▸ **REQUIRED WORK**: Extract each line of the material that contains the string "building". Case counts, so uppercase and lowercase letters must match.

▸ **STORED DATA**:
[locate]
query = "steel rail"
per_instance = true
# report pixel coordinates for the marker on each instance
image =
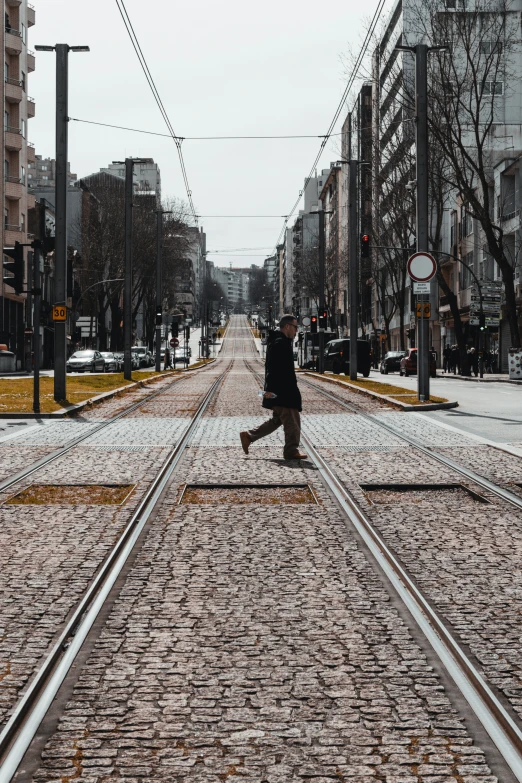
(23, 724)
(34, 466)
(498, 723)
(504, 494)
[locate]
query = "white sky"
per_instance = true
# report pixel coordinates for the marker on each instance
(222, 68)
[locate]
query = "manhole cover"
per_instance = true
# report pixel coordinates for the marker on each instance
(421, 493)
(241, 494)
(73, 494)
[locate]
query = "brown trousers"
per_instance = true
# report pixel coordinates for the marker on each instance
(290, 420)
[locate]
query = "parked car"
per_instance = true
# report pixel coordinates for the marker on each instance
(391, 362)
(111, 363)
(120, 359)
(145, 358)
(86, 361)
(337, 357)
(408, 364)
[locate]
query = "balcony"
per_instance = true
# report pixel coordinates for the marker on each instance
(12, 234)
(13, 188)
(13, 139)
(13, 90)
(13, 41)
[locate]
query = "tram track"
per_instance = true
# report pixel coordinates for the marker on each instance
(499, 723)
(22, 725)
(32, 468)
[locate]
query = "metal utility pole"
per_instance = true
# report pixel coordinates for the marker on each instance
(60, 262)
(127, 286)
(354, 265)
(159, 284)
(322, 262)
(421, 111)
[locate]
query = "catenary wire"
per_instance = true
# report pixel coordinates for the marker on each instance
(198, 138)
(338, 111)
(137, 48)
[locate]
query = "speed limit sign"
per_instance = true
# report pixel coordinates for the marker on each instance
(59, 313)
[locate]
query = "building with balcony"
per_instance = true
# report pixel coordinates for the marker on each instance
(18, 153)
(42, 173)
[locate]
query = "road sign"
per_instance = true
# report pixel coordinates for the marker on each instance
(422, 267)
(423, 310)
(59, 313)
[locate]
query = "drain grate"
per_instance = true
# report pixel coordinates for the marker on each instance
(373, 448)
(242, 494)
(421, 493)
(122, 448)
(72, 495)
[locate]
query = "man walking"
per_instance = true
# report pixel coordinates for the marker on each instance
(282, 394)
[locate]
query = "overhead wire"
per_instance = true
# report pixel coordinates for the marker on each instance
(143, 62)
(338, 110)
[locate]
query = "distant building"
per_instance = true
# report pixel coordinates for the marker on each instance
(42, 173)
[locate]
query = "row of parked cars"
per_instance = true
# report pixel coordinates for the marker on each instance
(90, 360)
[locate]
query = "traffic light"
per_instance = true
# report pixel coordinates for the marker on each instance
(16, 267)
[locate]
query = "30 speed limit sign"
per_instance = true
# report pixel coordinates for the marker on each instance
(59, 313)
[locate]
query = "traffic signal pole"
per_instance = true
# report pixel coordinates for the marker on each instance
(60, 260)
(322, 260)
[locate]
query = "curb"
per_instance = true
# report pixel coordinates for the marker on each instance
(403, 406)
(95, 400)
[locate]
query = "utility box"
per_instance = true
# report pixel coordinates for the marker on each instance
(7, 361)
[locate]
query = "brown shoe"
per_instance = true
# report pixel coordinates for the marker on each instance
(246, 440)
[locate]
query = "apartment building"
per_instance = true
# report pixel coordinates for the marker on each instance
(42, 173)
(19, 108)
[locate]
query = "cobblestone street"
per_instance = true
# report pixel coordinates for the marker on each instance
(259, 640)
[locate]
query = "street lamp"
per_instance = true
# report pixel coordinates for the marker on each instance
(60, 257)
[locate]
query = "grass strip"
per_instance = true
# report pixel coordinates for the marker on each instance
(395, 392)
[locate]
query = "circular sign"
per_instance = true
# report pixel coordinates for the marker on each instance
(422, 267)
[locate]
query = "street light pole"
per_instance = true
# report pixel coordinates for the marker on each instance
(60, 260)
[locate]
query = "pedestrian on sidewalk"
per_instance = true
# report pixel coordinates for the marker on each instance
(282, 395)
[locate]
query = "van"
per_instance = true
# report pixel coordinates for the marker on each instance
(337, 357)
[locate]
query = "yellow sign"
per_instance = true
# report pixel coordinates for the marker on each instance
(423, 310)
(59, 313)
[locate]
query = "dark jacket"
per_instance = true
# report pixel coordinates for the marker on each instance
(280, 373)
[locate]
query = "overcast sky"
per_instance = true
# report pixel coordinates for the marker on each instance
(221, 68)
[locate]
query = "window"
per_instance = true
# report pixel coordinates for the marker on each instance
(493, 88)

▸ **RESPONSE**:
query = "building with balcony"
query = "distant building"
query = "apartment building"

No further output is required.